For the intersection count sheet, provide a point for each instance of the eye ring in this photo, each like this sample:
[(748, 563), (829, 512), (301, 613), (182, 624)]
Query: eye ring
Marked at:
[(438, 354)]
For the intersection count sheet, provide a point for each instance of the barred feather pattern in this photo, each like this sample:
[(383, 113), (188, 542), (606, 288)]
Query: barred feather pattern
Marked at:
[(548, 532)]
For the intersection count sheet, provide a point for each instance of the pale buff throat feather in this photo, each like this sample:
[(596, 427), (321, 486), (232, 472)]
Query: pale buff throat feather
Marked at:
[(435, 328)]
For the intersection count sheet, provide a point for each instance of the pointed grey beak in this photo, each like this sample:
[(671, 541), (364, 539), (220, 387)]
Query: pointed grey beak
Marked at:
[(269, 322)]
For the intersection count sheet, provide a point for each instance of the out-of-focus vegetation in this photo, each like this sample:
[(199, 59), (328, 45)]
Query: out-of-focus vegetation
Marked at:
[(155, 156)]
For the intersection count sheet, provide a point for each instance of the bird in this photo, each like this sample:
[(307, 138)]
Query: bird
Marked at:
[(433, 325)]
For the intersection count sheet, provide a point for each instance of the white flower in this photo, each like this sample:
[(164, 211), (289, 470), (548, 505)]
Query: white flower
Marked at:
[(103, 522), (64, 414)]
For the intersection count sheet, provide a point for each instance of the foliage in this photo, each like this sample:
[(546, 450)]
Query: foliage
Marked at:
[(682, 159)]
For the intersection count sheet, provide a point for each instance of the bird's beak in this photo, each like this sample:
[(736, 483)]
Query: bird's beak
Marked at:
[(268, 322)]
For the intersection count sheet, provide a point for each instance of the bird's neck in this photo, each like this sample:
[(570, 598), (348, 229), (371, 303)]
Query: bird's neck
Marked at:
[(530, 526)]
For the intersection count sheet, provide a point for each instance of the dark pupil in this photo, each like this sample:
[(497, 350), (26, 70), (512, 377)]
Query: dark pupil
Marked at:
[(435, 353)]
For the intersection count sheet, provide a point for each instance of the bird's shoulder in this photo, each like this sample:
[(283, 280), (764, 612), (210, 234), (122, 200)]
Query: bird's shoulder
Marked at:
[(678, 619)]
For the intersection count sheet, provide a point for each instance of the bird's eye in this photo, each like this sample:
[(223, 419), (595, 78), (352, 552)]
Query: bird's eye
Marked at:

━━━━━━━━━━━━━━━━━━━━━━━━━━━━━━

* **Problem description**
Switch "intersection count sheet" to "junction tally sheet" in the lines starting at the beginning of the rows and ending at the line that contains "[(548, 532)]", and give those lines again with nothing else changed. Return only those lines.

* **Written solution**
For the junction tally sheet, provide a point for each instance of the eye ring in this photo, each like this sample:
[(748, 563), (829, 512), (301, 613), (182, 624)]
Query: eye ring
Marked at:
[(438, 354)]
For the junction tally sheet, provide a point for each instance of the barred feather pattern in this photo, each like this sample:
[(383, 113), (188, 542), (606, 288)]
Query: barred feather pattern
Marked at:
[(548, 532)]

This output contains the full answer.